## [Instrução 1]
Transcreva a resenha sobre o show do Echo and The Bunnymen inteira, sem mudar nada.
## [Instrução 2]
Em quantas linhas das entradas aparece a palavra "trunk"? Responda apenas com o número.

## [Fonte]

——————

Verdade seja dita: o álbum Siberia (2005) é um dos mais fracos que o Echo and The Bunnymen já lançou, assim como o What are you going to do with your life (1999). Não fez diferença nenhuma nele a participação de Hugh Jones, o mesmo produtor do excelente Heaven Up Here (1981). Há muito que o Echo deixou para trás aquela pegada ao mesmo tempo punk e sinistra, como só eles sabiam fazer. Ian McCuloch agora só pensa em se tornar uma espécie de Frank Sinatra. Ultimamente compõe músicas tão piegas quanto o Chris Martin (“What if we are” e “Everything kills you”, em Siberia, exemplificam o que estou falando). Enquanto isso, Will Seargent faz suas experiências psicodélicas e eletrônicas com Glide, seu projeto paralelo, porém no Echo sua criatividade é refreada.

De modo que, graças aos céus, a banda tocou nos shows brasileiros apenas três ou quatro músicas deste já devidamente vilipendiado Siberia, dando preferência aos clássicos de muitos anos atrás. No show realizado em Curitiba (29/04), tal qual no Rio de Janeiro e São Paulo, tudo começou como nos anos 80. Primeiro, o canto gregoriano. Depois, da “phantom” vermelhinha de Will Seargent brotaram os primeiros acordes de “Going Up” (faixa número um do álbum de estréia do Echo, Crocodiles), executada num andamento mais arrastado do que o normal. Isso deixou a música muito mais soturna, mais pesada do que nunca, sendo que o show inteiro seguiria então por essa mesma linha.

——————

## [As entradas]
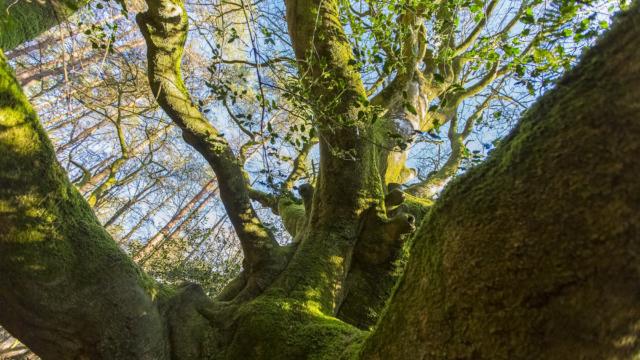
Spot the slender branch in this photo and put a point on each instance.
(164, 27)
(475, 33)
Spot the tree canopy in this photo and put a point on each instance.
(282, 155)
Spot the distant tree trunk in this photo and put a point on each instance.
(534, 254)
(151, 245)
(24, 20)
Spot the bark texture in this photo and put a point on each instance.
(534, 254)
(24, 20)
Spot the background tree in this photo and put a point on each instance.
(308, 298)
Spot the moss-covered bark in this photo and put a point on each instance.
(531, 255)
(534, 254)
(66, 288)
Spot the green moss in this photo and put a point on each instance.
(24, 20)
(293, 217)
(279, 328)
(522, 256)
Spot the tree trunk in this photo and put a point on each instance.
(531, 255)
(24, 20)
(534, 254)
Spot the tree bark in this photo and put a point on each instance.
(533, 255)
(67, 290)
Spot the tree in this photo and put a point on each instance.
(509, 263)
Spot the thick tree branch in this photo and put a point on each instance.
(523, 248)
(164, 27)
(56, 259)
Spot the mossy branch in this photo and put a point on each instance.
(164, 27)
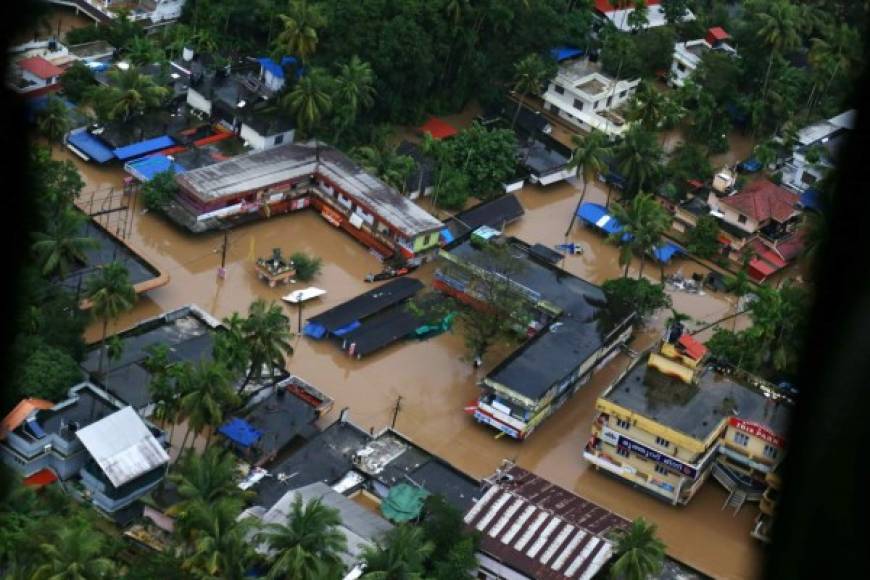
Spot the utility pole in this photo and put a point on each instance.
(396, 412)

——————

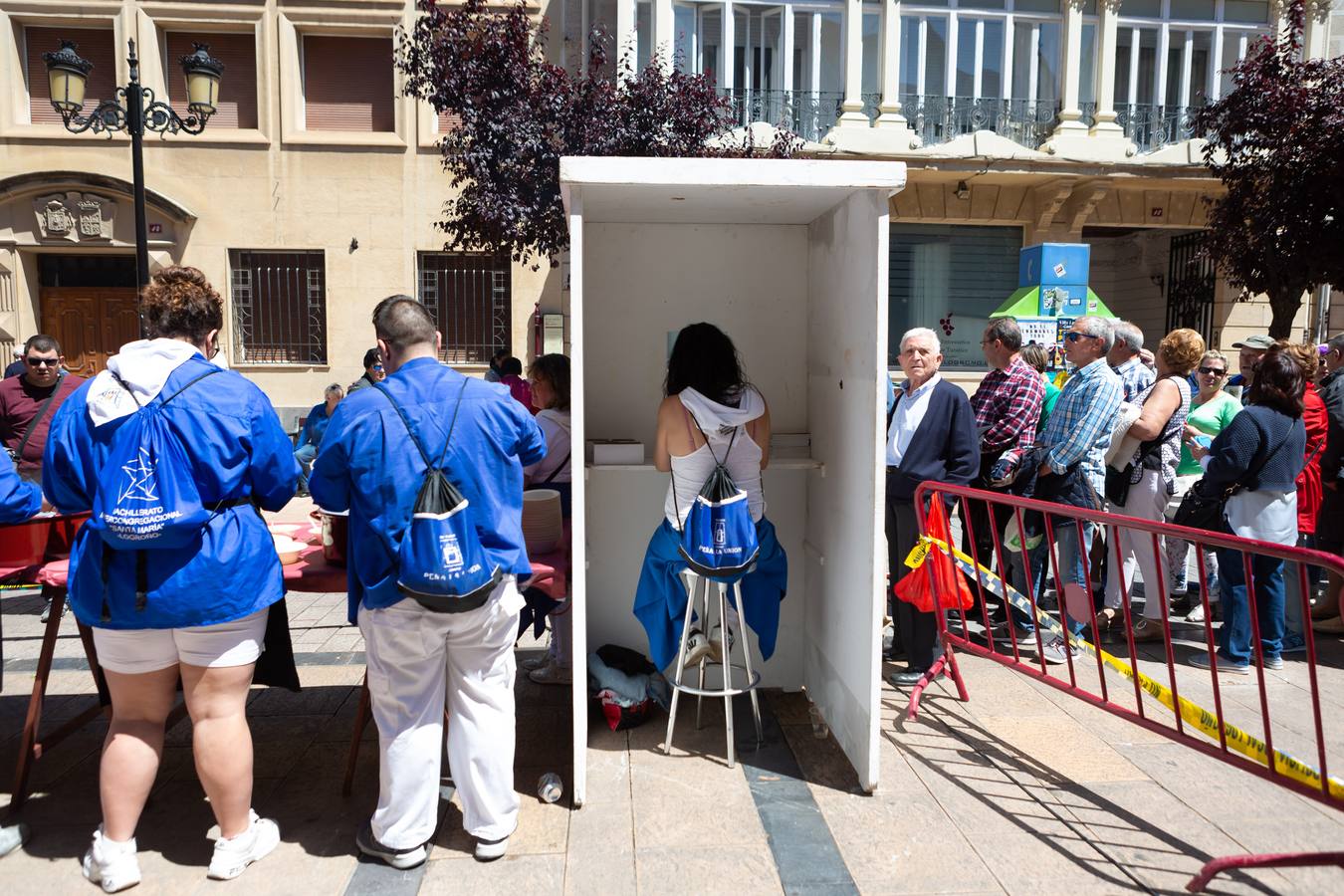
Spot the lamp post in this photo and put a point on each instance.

——————

## [Resposta completa 1]
Verdade seja dita: o álbum Siberia (2005) é um dos mais fracos que o Echo and The Bunnymen já lançou, assim como o What are you going to do with your life (1999). Não fez diferença nenhuma nele a participação de Hugh Jones, o mesmo produtor do excelente Heaven Up Here (1981). Há muito que o Echo deixou para trás aquela pegada ao mesmo tempo punk e sinistra, como só eles sabiam fazer. Ian McCuloch agora só pensa em se tornar uma espécie de Frank Sinatra. Ultimamente compõe músicas tão piegas quanto o Chris Martin (“What if we are” e “Everything kills you”, em Siberia, exemplificam o que estou falando). Enquanto isso, Will Seargent faz suas experiências psicodélicas e eletrônicas com Glide, seu projeto paralelo, porém no Echo sua criatividade é refreada.

De modo que, graças aos céus, a banda tocou nos shows brasileiros apenas três ou quatro músicas deste já devidamente vilipendiado Siberia, dando preferência aos clássicos de muitos anos atrás. No show realizado em Curitiba (29/04), tal qual no Rio de Janeiro e São Paulo, tudo começou como nos anos 80. Primeiro, o canto gregoriano. Depois, da “phantom” vermelhinha de Will Seargent brotaram os primeiros acordes de “Going Up” (faixa número um do álbum de estréia do Echo, Crocodiles), executada num andamento mais arrastado do que o normal. Isso deixou a música muito mais soturna, mais pesada do que nunca, sendo que o show inteiro seguiria então por essa mesma linha.

## [Resposta completa 2]
2